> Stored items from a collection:
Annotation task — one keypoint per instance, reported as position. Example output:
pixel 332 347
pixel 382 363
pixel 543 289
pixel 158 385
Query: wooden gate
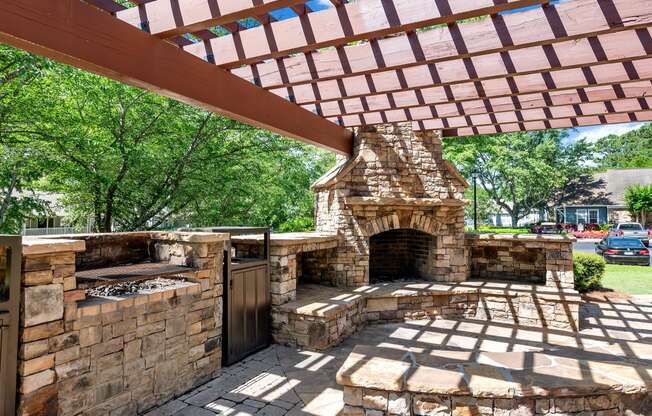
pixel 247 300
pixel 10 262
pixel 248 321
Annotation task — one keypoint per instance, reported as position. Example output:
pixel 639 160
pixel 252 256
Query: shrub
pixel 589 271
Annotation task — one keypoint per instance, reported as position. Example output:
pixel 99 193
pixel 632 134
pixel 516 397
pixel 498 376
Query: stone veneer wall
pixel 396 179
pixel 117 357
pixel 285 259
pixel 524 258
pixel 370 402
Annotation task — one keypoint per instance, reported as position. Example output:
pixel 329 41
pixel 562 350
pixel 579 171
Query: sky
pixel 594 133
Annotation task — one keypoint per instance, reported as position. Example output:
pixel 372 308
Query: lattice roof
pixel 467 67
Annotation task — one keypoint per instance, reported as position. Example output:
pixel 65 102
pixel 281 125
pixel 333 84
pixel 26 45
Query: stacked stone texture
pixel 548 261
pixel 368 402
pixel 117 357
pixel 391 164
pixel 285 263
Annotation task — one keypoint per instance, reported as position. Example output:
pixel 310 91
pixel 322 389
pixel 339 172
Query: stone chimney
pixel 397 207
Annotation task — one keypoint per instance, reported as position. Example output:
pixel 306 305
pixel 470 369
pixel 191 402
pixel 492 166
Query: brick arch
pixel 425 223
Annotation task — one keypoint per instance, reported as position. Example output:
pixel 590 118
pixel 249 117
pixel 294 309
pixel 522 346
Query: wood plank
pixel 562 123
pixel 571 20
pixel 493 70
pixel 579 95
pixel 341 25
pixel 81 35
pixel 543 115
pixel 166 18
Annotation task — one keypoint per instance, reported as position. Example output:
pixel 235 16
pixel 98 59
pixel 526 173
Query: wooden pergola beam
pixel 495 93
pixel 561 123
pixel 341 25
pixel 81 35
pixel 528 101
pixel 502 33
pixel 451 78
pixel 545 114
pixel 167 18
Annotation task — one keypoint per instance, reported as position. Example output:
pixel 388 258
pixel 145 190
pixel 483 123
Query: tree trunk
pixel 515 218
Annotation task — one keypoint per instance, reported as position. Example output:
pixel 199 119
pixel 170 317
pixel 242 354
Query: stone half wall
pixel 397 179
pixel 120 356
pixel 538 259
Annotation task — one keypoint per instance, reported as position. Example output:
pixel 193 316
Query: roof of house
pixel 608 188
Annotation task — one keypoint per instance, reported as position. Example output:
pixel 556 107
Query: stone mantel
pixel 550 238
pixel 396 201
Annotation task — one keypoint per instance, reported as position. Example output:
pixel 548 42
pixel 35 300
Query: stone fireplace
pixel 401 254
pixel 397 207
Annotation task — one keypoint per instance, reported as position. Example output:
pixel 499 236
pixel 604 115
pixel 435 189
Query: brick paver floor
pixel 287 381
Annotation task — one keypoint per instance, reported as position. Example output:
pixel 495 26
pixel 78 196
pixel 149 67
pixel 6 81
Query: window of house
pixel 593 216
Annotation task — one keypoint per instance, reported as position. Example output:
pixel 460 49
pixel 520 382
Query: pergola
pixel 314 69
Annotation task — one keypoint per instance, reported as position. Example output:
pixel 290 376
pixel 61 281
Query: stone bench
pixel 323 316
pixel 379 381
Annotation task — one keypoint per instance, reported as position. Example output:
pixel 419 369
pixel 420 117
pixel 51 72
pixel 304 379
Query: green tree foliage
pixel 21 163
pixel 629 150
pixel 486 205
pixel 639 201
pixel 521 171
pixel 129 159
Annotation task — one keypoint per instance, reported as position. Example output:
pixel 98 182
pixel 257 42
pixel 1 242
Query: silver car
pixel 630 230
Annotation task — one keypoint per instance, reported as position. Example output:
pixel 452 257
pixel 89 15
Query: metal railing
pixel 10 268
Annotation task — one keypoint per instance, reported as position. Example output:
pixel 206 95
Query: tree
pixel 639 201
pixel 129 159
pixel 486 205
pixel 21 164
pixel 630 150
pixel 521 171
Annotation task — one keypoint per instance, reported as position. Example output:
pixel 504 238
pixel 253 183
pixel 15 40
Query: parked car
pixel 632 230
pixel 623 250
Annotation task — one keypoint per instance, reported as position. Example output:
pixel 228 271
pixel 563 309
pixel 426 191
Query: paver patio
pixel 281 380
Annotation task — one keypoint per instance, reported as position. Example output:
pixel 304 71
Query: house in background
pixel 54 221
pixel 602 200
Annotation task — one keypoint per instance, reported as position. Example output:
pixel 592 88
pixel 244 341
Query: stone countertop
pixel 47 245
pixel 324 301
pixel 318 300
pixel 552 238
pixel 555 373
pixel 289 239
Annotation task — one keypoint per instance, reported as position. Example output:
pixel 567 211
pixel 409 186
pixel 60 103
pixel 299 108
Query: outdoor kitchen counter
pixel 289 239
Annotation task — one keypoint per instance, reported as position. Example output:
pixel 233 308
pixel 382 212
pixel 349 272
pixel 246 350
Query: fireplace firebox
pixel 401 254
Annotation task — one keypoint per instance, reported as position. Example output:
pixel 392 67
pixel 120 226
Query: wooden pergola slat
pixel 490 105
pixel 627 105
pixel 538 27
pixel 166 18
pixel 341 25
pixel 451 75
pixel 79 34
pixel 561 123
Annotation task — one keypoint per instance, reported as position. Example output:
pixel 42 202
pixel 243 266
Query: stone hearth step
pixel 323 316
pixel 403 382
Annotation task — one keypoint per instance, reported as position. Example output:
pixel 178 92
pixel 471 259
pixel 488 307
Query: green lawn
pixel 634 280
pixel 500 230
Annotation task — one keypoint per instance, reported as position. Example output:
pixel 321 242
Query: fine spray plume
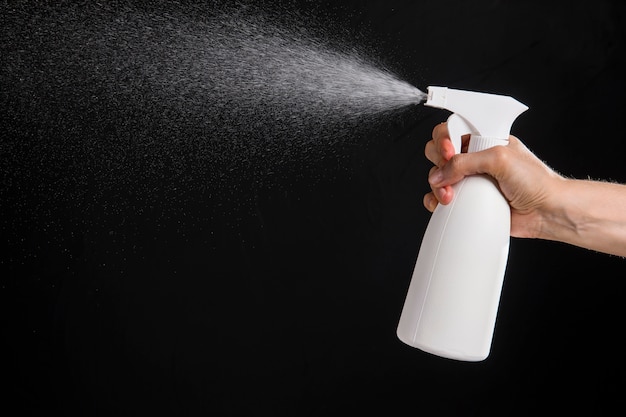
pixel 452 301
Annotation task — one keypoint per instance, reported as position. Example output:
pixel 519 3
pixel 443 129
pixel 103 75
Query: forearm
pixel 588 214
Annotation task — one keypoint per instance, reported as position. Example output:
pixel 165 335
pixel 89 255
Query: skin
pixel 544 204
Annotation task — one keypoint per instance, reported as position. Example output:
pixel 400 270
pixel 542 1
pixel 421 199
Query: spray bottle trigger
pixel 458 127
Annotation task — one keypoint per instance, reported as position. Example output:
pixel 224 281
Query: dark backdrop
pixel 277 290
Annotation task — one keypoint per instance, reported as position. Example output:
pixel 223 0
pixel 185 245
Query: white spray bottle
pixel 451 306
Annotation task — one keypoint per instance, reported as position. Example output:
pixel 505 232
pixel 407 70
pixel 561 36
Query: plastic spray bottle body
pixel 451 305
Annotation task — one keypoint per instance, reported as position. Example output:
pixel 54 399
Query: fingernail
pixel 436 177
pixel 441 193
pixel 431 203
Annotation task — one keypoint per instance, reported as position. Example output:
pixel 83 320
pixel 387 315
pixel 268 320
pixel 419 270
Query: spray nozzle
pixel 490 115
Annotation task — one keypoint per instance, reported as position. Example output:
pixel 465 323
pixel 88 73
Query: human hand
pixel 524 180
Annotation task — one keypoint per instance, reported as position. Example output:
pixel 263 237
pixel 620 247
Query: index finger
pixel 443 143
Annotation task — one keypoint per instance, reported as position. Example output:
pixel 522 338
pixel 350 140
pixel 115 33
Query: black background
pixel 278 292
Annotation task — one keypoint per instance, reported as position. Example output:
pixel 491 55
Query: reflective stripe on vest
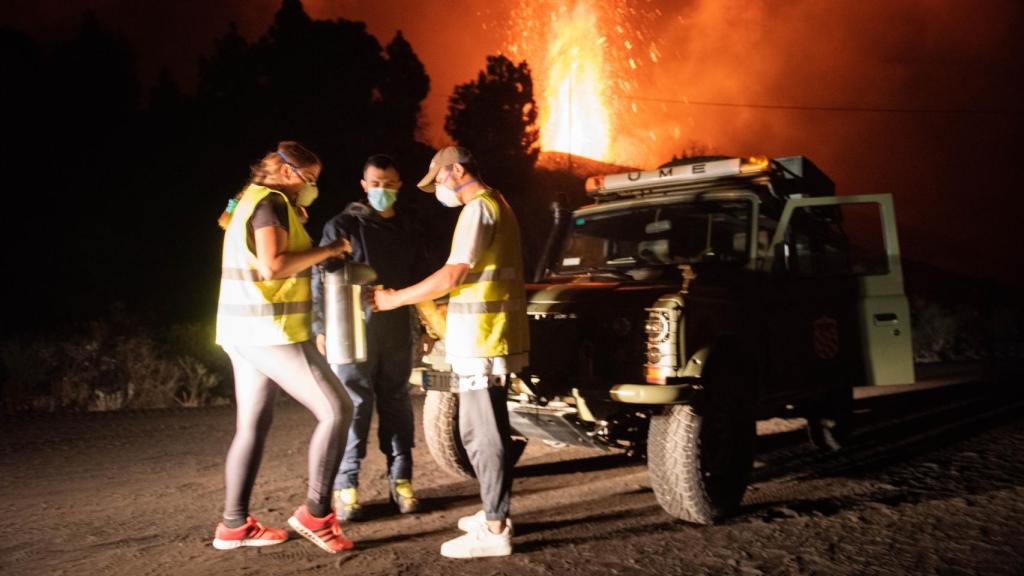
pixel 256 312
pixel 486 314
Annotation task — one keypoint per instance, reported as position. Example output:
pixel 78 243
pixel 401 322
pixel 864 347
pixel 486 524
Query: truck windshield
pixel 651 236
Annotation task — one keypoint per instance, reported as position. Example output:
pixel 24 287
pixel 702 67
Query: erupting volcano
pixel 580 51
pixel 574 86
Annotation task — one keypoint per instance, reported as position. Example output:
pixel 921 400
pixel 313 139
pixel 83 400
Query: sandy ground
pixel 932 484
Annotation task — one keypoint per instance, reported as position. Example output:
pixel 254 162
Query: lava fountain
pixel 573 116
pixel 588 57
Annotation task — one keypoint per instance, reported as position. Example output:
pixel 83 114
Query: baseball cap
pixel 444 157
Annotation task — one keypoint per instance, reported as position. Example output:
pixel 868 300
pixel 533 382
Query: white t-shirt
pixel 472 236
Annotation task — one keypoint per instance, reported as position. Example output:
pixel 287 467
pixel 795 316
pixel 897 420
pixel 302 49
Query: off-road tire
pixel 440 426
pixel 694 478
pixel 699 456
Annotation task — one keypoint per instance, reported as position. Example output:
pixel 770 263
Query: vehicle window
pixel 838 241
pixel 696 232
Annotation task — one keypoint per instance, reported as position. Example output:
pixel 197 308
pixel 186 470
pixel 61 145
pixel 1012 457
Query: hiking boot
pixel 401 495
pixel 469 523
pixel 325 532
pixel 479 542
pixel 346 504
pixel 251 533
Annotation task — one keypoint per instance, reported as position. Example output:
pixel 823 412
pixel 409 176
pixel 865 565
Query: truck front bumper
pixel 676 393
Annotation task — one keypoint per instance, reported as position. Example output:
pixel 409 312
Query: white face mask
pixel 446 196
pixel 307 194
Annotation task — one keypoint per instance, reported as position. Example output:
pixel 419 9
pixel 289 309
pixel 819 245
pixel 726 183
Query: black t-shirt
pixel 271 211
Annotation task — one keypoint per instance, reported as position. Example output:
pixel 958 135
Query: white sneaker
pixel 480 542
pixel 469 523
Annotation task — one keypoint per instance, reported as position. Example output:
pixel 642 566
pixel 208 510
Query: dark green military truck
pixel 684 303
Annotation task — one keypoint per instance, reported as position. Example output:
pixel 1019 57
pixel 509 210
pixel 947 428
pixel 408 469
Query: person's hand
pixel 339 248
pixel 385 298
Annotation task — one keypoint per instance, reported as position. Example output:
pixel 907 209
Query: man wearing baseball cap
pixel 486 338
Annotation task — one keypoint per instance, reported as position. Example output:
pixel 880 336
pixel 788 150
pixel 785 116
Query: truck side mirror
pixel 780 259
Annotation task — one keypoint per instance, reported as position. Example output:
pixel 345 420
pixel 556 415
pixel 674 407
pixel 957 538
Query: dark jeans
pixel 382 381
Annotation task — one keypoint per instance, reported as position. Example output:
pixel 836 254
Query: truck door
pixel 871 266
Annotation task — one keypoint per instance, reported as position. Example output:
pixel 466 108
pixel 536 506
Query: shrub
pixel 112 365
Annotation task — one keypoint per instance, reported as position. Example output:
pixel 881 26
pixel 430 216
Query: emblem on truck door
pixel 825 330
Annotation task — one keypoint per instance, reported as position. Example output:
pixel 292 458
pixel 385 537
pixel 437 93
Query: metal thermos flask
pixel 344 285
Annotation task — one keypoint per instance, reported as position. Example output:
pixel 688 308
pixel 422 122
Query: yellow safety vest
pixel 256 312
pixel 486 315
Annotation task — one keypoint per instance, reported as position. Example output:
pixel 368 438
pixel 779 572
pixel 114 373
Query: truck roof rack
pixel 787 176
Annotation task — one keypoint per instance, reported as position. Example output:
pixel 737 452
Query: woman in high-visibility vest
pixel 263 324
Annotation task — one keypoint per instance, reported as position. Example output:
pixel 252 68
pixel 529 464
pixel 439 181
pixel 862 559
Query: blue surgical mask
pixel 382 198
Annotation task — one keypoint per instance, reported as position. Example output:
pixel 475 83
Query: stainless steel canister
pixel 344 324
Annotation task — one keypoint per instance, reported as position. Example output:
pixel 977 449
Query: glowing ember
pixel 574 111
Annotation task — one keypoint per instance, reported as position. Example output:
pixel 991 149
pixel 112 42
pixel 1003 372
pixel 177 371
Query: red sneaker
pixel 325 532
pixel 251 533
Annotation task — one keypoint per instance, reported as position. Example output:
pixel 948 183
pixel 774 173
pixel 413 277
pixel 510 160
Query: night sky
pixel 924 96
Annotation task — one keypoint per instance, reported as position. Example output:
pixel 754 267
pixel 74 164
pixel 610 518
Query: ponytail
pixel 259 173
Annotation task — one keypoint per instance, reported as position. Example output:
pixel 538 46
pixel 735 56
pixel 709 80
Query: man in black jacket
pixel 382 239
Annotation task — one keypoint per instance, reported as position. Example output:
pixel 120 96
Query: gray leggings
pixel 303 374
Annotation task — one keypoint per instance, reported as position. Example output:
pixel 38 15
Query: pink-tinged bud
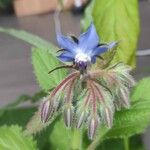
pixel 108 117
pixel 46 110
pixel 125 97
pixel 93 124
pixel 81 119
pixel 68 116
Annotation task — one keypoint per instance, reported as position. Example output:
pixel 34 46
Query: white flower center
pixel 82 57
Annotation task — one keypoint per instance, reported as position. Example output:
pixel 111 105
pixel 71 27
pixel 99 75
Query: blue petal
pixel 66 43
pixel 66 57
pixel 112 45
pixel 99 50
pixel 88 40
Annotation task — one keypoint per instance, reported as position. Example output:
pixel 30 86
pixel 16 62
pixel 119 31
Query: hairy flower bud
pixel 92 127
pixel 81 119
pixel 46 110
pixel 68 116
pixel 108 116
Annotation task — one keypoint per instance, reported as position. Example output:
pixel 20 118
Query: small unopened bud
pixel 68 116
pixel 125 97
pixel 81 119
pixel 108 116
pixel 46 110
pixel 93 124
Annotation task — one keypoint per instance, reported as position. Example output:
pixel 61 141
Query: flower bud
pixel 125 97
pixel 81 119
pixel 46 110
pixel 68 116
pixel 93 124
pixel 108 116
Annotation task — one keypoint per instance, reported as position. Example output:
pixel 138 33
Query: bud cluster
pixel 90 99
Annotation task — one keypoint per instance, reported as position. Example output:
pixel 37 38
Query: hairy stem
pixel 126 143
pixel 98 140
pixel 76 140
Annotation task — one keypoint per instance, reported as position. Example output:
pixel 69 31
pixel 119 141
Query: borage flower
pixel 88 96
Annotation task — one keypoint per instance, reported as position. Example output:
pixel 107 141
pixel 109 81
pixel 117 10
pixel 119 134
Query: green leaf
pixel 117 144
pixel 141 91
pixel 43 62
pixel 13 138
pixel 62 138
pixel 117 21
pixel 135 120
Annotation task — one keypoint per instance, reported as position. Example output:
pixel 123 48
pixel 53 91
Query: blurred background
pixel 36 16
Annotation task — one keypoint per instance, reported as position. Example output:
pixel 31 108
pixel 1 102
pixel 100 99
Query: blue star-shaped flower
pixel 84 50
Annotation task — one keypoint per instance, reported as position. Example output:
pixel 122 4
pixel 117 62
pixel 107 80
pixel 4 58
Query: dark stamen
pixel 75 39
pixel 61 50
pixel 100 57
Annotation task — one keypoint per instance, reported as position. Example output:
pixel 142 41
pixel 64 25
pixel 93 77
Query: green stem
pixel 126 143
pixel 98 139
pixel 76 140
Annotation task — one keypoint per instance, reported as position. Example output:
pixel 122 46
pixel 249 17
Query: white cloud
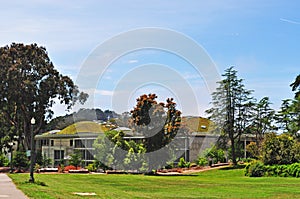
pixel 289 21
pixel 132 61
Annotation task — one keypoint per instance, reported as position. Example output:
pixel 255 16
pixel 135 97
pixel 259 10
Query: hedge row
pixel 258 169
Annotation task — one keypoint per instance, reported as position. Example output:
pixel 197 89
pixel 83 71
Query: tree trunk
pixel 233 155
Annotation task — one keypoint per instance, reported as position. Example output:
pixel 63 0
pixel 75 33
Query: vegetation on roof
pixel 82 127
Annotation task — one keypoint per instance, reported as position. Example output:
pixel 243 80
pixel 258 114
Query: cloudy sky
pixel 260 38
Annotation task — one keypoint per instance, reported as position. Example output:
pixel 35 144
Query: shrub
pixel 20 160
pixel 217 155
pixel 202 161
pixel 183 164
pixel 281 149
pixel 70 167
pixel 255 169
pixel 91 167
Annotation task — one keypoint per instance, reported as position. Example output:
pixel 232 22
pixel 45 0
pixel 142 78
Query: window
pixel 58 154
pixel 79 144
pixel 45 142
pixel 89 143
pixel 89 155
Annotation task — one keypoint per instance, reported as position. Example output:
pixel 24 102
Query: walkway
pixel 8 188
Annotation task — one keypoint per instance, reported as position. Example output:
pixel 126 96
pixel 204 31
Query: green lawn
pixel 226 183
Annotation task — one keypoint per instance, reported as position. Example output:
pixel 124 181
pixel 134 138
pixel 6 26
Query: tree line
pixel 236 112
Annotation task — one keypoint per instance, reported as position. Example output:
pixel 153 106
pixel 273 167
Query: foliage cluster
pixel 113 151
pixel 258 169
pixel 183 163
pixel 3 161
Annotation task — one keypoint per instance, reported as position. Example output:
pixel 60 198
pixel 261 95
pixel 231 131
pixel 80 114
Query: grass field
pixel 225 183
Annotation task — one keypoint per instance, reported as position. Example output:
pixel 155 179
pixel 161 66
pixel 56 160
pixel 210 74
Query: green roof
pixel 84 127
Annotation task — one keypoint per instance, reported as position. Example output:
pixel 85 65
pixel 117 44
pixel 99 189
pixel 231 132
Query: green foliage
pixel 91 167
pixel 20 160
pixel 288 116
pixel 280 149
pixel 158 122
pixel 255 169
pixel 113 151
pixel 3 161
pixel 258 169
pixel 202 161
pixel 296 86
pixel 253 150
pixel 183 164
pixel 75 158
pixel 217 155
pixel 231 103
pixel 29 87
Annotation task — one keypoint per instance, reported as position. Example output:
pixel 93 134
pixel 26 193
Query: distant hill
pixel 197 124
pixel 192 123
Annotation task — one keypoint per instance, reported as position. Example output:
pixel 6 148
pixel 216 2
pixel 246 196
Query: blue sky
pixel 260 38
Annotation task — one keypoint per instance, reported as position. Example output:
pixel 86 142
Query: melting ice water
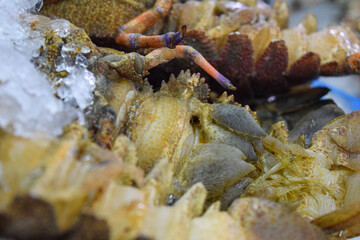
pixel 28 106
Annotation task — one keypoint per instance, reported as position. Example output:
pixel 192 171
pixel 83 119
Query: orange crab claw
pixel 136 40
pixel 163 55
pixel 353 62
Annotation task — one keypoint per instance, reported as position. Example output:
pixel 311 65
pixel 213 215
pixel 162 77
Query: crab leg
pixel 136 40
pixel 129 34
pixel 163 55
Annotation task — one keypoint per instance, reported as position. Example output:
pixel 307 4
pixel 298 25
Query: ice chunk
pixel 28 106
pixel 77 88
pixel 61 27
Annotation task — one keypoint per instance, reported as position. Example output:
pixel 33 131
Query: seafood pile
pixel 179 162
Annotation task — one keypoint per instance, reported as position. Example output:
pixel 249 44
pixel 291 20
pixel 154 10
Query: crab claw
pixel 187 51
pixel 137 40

> WORK INSTRUCTION: Using the data above, transcribe the lines that run from the line with "pixel 252 256" to the line with "pixel 372 308", both ends kept, and output nothing else.

> ANSWER BELOW:
pixel 252 256
Query: shrub
pixel 589 271
Annotation task — one keypoint per instance, reported as position. Example output:
pixel 99 193
pixel 632 134
pixel 516 397
pixel 498 376
Query: stone veneer wall
pixel 396 179
pixel 117 357
pixel 285 259
pixel 524 258
pixel 370 402
Annotation task — one keypoint per instance, reported as position. Example output:
pixel 329 41
pixel 562 350
pixel 579 171
Query: sky
pixel 594 133
Annotation task — one keypoint per instance, reported as position. Example output:
pixel 372 308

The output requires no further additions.